## Problems and tasks
- A) Answer these questions about the Xenomai interrupt-handling thread:
(i) Which commit was identified as the primary regression?
(ii) On which architecture, at least, does Xenomai reschedule over the interrupt stack in the interrupt handler tails?
(iii) What had Linux introduced by the time the lack of a generic rescheduling hook became a problem?
- B) In the Xenomai interrupt-handling thread, rewrite the stretch from "It opens a short" through "no such things.", putting "rollback" in place of "revert".
- C) Carry the Xenomai interrupt-handling thread forward with the next part of the discussion.

## Extract to read

2011-07-16 Thread Jan Kiszka

On 2011-07-16 10:52, Philippe Gerum wrote:

On Sat, 2011-07-16 at 10:13 +0200, Jan Kiszka wrote:

On 2011-07-15 15:10, Jan Kiszka wrote:

But... right now it looks like we found our primary regression:
nucleus/shadow: shorten the uninterruptible path to secondary mode.
It opens a short windows during relax where the migrated task may be
active under both schedulers. We are currently evaluating a revert
(looks good so far), and I need to work out my theory in more
details.


Looks like this commit just made a long-standing flaw in Xenomai's
interrupt handling more visible: We reschedule over the interrupt stack
in the Xenomai interrupt handler tails, at least on x86-64. Not sure if
other archs have interrupt stacks, the point is Xenomai's design wrongly
assumes there are no such things.


Fortunately, no, this is not a design issue, no such assumption was ever
made, but the Xenomai core expects this to be handled on a per-arch
basis with the interrupt pipeline.


And that's already the problem: If Linux uses interrupt stacks, relying 
on ipipe to disable this during Xenomai interrupt handler execution is 
at best a workaround. A fragile one unless you increase the pre-thread 
stack size by the size of the interrupt stack. Lacking support for a 
generic rescheduling hook became a problem by the time Linux introduced 
interrupt threads.

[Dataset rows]
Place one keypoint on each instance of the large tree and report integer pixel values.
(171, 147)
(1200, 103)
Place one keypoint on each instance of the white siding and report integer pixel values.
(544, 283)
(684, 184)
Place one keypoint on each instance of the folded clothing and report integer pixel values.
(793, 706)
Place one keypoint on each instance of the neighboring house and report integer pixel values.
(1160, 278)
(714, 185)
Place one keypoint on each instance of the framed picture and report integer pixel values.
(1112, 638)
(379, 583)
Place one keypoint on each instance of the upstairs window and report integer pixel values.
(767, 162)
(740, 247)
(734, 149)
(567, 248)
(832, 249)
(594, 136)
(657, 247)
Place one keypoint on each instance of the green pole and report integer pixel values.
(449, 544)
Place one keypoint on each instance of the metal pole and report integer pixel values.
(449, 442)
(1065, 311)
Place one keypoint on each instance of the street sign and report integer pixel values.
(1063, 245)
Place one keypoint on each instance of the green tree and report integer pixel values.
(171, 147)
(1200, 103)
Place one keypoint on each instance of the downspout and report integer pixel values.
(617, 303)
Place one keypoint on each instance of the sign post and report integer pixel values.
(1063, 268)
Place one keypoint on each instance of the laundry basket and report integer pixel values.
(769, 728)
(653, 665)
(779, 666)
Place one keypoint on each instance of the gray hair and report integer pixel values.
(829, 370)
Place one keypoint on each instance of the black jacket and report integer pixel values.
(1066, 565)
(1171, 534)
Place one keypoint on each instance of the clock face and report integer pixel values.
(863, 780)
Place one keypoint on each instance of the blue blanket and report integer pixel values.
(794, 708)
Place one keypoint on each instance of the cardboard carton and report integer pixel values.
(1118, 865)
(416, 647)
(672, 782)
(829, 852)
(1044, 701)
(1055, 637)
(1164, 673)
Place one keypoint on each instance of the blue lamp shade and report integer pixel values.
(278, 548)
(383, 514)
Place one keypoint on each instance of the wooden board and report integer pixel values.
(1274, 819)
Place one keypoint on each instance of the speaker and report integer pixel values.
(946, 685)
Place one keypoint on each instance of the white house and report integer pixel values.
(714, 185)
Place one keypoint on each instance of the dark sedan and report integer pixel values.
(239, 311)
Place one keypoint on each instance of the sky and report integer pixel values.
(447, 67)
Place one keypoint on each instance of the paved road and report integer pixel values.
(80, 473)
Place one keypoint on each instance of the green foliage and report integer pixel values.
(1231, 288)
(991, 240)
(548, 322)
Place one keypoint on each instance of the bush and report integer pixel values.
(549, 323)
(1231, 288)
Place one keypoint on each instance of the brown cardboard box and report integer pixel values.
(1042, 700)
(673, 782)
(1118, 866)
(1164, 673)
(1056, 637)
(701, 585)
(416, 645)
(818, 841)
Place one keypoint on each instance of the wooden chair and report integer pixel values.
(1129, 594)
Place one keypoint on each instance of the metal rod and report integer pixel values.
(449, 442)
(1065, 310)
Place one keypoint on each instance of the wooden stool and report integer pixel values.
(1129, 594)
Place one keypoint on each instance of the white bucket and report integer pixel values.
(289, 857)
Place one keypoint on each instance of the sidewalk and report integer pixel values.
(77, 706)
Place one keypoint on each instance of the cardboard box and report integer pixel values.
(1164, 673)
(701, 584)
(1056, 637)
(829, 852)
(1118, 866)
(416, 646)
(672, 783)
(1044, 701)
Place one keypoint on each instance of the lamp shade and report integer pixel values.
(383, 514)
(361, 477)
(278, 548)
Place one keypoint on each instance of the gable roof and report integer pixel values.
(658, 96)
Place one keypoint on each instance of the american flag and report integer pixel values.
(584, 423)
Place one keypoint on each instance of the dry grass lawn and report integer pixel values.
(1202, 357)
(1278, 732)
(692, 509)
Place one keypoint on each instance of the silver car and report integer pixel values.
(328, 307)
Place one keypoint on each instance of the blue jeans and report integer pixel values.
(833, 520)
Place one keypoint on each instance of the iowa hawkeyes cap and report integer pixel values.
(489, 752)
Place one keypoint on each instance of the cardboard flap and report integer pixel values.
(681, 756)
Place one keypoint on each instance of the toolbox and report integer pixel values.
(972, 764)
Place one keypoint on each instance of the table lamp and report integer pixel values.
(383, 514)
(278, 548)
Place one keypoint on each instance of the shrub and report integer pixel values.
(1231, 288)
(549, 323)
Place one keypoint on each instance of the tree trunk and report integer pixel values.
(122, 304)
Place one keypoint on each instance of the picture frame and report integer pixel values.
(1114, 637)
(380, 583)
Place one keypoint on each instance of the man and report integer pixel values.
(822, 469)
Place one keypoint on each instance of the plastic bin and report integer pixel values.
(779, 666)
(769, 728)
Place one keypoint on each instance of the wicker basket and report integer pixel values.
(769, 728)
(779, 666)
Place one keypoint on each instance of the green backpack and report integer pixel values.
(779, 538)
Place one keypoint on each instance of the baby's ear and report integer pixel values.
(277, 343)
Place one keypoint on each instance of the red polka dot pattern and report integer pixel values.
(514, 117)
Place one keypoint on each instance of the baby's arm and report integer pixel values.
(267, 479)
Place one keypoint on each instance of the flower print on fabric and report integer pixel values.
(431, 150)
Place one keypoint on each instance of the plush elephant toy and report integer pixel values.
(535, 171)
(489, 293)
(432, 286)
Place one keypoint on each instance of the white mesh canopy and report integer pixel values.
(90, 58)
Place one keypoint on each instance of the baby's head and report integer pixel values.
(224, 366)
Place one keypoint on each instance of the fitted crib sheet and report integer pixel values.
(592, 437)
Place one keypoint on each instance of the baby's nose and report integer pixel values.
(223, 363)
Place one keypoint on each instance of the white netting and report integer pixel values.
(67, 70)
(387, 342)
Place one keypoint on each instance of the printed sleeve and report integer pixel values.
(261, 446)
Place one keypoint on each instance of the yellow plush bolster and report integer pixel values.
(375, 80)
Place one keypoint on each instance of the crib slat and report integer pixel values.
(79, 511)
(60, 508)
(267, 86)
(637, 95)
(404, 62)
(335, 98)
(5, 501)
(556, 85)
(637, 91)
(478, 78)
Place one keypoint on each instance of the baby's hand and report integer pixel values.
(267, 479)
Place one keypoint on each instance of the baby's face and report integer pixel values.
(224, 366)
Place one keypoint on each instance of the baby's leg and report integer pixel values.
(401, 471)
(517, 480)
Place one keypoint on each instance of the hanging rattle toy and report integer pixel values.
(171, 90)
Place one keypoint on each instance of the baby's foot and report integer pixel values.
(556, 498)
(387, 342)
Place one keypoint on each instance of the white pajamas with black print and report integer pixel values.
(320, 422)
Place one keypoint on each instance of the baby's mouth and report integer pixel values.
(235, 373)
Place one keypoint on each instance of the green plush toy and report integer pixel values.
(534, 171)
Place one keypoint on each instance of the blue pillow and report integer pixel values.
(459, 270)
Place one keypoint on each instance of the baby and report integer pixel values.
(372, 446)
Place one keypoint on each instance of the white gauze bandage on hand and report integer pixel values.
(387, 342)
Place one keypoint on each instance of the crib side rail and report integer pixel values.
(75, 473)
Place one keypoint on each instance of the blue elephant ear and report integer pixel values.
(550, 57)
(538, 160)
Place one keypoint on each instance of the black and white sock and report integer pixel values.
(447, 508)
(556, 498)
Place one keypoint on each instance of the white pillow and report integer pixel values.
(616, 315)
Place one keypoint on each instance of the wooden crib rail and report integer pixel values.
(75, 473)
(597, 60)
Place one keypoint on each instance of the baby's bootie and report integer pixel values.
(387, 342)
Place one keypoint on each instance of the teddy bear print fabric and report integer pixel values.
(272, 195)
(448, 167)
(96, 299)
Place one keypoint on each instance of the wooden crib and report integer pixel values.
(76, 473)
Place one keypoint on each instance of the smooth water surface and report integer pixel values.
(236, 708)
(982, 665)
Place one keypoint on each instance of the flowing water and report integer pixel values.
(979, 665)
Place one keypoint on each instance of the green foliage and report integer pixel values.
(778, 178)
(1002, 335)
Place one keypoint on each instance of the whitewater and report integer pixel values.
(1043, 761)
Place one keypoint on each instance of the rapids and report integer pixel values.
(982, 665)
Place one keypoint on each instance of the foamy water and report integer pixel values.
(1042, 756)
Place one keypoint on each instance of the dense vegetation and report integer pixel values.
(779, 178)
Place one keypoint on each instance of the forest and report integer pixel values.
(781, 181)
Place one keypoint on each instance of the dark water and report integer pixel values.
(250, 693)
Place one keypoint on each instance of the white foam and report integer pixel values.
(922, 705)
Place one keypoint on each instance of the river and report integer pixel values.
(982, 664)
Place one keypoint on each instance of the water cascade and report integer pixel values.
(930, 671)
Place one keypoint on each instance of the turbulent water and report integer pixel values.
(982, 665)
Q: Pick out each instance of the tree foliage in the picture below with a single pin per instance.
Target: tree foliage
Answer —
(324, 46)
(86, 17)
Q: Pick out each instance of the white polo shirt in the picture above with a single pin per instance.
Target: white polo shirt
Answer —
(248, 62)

## Answer list
- A)
(i) nucleus/shadow: shorten the uninterruptible path to secondary mode.
(ii) x86-64
(iii) Interrupt threads

- B)
It opens a short windows during relax where the migrated task may be
active under both schedulers. We are currently evaluating a rollback
(looks good so far), and I need to work out my theory in more
details.


Looks like this commit just made a long-standing flaw in Xenomai's
interrupt handling more visible: We reschedule over the interrupt stack
in the Xenomai interrupt handler tails, at least on x86-64. Not sure if
other archs have interrupt stacks, the point is Xenomai's design wrongly
assumes there are no such things.

- C)
As you pointed out, there is no way
to handle this via some generic Xenomai-only support.

ppc64 now has separate interrupt stacks, which is why I disabled
IRQSTACKS which became the builtin default at some point. Blackfin goes
through a Xenomai-defined irq tail handler as well, because it may not
reschedule over nested interrupt stacks.


How does this arch prevent that xnpod_schedule in the generic interrupt 
handler tail does its normal work?



Fact is that such pending
problem with x86_64 was overlooked since day #1 by /me.


  We were lucky so far that the values
saved on this shared stack were apparently compatible, means we were
overwriting them with identical or harmless values. But that's no longer
true when interrupts are hitting us in the xnpod_suspend_thread path of
a relaxing shadow.



Makes sense. It would be better to find a solution that does not make
the relax path uninterruptible again for a significant amount of time.
On low end platforms we support (i.e. non-x86* mainly), this causes
obvious latency spots.


I agree. Conceptually, the interruptible relaxation should be safe now 
after recent fixes.





Likely the only possible fix is establishing a reschedule hook for
Xenomai in the interrupt exit path after the original stack is restored
- - just like Linux works. Requires changes to both ipipe and Xenomai
unfortunately.


__ipipe_run_irqtail() is in the I-pipe core for such purpose. If
instantiated properly for x86_64, and paired with xnarch_escalate() for
that arch as well, it could be an option for running the rescheduling
procedure when safe.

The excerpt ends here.